Referring expression pointing data
+++

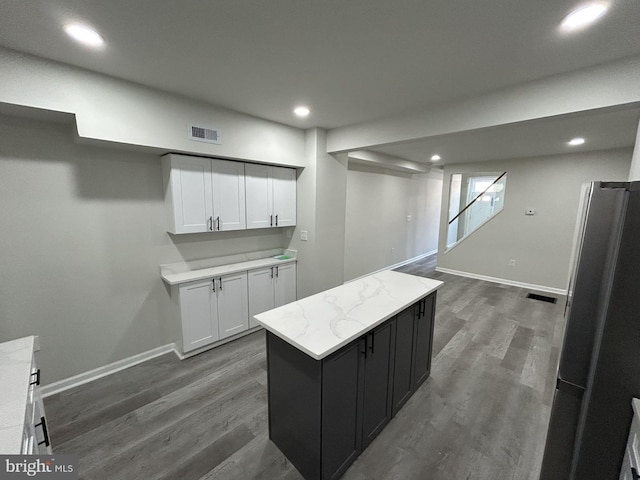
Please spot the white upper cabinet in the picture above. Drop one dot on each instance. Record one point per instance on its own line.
(203, 195)
(188, 194)
(284, 196)
(259, 196)
(228, 195)
(271, 196)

+++

Would you copy out every entry above word for word, without the pictures?

Please spot the white upper cabinet in the picture above. Drop one dot on each instance. Record one point per instance on its own line.
(203, 195)
(188, 194)
(284, 196)
(259, 196)
(228, 195)
(271, 196)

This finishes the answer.